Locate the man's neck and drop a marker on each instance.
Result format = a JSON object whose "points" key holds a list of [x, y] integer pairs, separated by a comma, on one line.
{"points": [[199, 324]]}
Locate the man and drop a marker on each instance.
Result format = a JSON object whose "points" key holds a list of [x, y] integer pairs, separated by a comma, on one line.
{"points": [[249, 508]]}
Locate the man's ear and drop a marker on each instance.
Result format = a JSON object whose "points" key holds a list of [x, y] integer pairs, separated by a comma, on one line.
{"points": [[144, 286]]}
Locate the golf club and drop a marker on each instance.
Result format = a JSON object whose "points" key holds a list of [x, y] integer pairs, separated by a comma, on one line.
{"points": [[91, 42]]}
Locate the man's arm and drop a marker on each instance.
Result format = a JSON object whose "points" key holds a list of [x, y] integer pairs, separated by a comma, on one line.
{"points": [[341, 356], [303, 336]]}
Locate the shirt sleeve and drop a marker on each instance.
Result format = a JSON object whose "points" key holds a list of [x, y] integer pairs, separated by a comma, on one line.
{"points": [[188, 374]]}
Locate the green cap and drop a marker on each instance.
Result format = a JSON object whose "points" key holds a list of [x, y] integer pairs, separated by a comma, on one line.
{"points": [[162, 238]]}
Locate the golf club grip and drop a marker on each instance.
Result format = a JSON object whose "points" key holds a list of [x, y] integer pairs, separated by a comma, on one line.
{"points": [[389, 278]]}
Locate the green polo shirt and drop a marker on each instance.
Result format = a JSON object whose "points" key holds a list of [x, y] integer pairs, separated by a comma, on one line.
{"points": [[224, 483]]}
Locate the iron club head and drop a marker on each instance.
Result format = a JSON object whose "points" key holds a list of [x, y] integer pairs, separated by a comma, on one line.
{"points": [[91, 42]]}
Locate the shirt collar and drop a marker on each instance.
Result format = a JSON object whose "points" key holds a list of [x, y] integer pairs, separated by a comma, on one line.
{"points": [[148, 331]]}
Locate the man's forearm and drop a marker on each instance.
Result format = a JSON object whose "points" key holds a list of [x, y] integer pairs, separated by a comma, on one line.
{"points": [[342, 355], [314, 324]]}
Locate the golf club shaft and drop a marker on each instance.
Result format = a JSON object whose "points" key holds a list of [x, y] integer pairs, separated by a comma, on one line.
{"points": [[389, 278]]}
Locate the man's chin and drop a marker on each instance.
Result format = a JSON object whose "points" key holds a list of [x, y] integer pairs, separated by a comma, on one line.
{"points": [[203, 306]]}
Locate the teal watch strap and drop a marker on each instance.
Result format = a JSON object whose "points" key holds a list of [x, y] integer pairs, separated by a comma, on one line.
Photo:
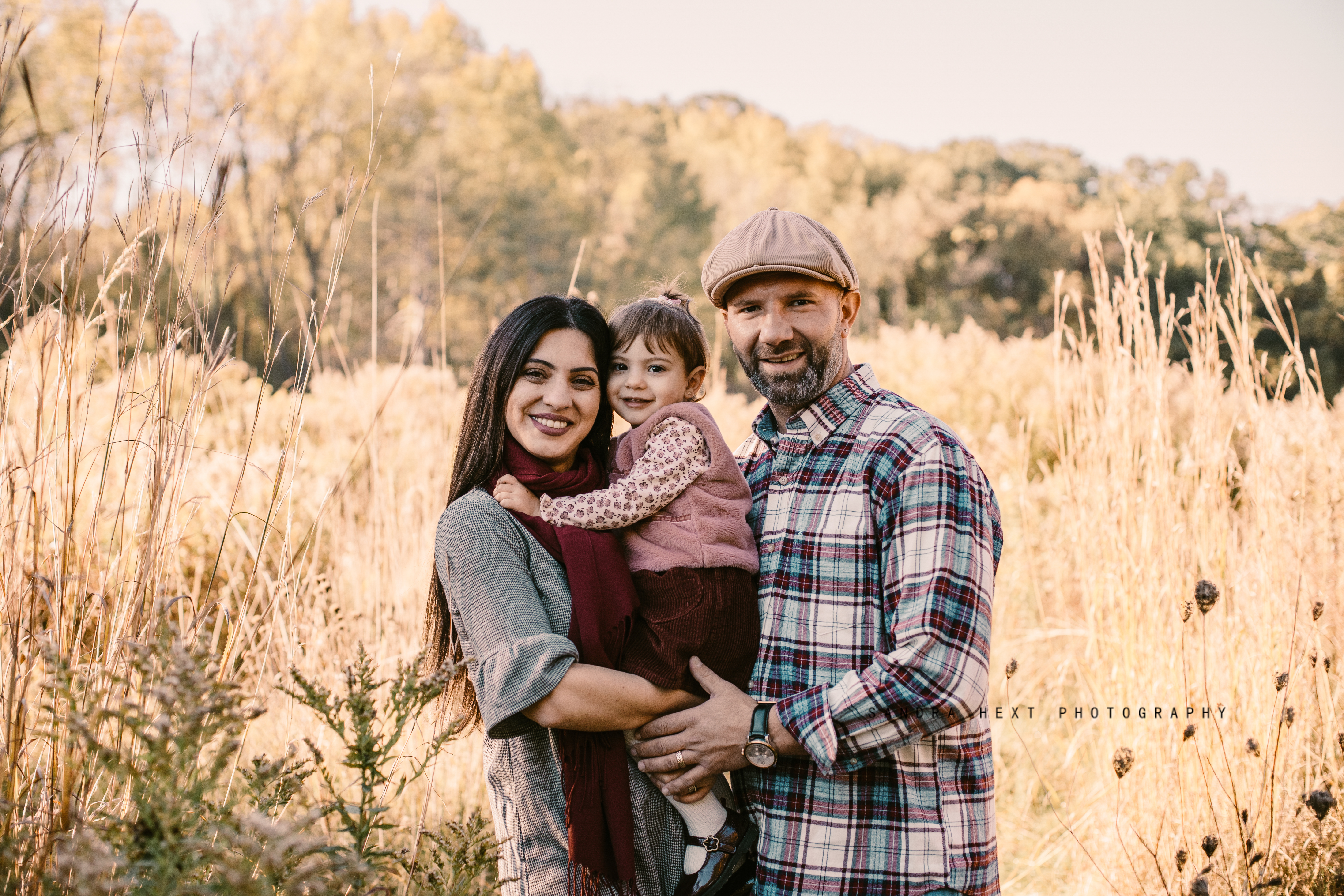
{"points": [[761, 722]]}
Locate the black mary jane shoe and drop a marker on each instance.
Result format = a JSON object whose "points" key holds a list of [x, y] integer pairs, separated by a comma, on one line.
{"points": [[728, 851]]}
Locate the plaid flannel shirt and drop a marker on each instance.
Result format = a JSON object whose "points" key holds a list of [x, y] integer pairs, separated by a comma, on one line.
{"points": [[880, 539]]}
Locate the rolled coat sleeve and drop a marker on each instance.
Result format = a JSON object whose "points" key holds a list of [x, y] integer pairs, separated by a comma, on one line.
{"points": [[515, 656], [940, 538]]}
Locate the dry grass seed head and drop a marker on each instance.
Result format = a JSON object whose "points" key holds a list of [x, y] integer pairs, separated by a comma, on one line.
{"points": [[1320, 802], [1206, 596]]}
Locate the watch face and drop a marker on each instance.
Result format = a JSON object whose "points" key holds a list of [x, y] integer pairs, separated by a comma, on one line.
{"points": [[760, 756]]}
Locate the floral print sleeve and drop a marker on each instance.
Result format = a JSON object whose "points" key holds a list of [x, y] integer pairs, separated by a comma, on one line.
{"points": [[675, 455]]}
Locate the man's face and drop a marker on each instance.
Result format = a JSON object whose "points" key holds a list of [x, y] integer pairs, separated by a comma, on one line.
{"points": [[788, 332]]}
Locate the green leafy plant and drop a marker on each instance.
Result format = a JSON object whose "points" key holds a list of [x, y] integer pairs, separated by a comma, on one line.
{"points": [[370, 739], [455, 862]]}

+ + +

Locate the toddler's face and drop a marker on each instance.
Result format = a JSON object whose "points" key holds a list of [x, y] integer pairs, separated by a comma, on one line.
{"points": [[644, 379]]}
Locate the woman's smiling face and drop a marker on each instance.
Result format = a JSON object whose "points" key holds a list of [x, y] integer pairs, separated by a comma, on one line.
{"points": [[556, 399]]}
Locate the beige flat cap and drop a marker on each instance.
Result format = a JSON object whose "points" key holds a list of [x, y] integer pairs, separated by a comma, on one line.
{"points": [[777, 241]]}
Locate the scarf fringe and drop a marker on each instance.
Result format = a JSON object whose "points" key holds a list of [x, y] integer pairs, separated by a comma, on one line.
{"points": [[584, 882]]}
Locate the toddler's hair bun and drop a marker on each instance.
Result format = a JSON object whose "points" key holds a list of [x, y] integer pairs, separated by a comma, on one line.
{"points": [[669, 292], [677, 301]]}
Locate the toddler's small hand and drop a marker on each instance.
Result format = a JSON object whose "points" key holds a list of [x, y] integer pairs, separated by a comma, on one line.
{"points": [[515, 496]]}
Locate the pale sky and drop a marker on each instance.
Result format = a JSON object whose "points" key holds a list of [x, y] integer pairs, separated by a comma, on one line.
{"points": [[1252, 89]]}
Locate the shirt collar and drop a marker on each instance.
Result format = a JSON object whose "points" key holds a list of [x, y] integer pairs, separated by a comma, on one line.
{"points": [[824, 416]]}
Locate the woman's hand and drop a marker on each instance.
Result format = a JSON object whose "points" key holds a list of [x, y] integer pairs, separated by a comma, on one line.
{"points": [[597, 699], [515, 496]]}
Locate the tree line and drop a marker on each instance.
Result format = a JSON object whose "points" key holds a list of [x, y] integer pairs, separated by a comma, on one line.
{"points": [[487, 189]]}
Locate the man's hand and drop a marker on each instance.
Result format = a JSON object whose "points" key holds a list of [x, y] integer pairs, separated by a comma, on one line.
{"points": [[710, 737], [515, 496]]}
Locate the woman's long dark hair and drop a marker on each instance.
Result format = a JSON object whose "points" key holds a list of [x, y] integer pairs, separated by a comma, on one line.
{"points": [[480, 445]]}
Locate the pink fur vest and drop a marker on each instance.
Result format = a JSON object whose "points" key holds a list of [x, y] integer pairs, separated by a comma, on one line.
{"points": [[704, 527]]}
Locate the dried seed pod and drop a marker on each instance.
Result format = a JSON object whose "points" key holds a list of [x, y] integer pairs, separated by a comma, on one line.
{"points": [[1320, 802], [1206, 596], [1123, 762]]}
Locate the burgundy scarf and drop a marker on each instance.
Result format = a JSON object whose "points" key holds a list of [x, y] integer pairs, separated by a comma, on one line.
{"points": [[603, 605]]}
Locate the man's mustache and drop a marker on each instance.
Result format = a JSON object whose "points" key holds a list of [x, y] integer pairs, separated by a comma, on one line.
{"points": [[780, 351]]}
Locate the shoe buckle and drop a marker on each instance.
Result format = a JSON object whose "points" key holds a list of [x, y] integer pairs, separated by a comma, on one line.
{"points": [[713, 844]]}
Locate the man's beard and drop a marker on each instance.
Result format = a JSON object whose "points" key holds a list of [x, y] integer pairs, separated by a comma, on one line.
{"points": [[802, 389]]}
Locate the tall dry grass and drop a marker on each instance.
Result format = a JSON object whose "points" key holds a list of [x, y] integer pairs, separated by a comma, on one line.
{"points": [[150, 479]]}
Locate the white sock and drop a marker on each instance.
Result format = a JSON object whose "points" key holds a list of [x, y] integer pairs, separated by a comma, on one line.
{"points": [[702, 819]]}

+ + +

== AIM OF THE TASK ==
Identify each line above that contains the string "shirt" and copy those lines in full. The match is case-sensitive.

== CORRECT OUTPUT ==
Locate the shirt sleeve and drop a marker on each instance.
Locate the green polo shirt and drop a marker on each instance.
Locate the shirt collar and drop a marker on each instance.
Locate the plaid flannel shirt and drop a marker on each instance.
Locate the shirt collar and drop a marker on each instance.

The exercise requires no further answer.